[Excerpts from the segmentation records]
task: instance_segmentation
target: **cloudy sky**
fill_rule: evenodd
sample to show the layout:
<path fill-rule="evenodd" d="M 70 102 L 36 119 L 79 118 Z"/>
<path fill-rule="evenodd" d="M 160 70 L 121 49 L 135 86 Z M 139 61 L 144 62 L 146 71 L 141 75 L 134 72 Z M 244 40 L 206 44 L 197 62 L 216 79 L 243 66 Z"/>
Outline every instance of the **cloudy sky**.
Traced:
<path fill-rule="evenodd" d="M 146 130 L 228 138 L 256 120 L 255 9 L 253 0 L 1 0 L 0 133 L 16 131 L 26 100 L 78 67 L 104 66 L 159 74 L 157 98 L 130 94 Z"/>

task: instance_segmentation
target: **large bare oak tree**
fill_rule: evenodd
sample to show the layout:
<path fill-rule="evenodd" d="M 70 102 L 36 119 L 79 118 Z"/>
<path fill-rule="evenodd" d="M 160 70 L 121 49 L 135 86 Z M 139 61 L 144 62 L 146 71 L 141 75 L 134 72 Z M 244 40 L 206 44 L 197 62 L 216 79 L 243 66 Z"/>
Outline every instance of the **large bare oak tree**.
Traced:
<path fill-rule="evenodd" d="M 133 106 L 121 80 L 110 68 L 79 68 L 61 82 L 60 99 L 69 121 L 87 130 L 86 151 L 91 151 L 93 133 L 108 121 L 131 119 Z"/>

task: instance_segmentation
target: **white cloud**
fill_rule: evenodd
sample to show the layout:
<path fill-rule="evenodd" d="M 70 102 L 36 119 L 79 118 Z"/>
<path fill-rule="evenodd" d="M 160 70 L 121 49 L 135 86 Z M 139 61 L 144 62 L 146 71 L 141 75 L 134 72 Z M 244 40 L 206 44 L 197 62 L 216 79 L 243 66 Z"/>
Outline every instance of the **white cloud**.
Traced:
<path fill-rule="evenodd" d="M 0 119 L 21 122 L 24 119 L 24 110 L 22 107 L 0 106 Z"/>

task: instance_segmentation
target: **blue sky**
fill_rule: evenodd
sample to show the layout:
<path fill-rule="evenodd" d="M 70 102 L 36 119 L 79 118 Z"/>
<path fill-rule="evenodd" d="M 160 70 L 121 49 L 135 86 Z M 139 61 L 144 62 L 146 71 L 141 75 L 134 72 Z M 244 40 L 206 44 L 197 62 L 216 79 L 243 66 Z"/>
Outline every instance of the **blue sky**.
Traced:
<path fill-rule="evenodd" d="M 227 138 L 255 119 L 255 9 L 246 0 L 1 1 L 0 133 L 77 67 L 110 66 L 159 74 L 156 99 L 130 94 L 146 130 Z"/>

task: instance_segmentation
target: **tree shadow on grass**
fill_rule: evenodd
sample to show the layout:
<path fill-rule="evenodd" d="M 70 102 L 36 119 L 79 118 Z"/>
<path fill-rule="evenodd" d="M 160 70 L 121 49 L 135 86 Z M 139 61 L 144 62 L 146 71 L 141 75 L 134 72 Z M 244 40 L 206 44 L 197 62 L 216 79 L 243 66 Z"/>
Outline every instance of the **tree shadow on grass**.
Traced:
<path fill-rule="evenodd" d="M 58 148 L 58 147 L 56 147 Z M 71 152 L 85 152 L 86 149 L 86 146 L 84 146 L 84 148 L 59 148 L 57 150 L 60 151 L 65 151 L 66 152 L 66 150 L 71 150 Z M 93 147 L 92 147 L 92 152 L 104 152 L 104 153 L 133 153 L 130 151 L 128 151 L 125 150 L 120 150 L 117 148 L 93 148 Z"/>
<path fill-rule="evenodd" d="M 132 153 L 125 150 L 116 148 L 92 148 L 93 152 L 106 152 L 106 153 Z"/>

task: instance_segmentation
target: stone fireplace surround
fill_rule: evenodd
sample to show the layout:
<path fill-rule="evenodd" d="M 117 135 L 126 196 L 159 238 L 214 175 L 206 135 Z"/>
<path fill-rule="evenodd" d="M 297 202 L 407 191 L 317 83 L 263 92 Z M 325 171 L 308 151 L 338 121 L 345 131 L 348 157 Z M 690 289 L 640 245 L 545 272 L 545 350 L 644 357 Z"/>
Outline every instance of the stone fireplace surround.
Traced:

** What you should do **
How many of the lines above contain the word "tree"? Give only the number.

** The answer **
4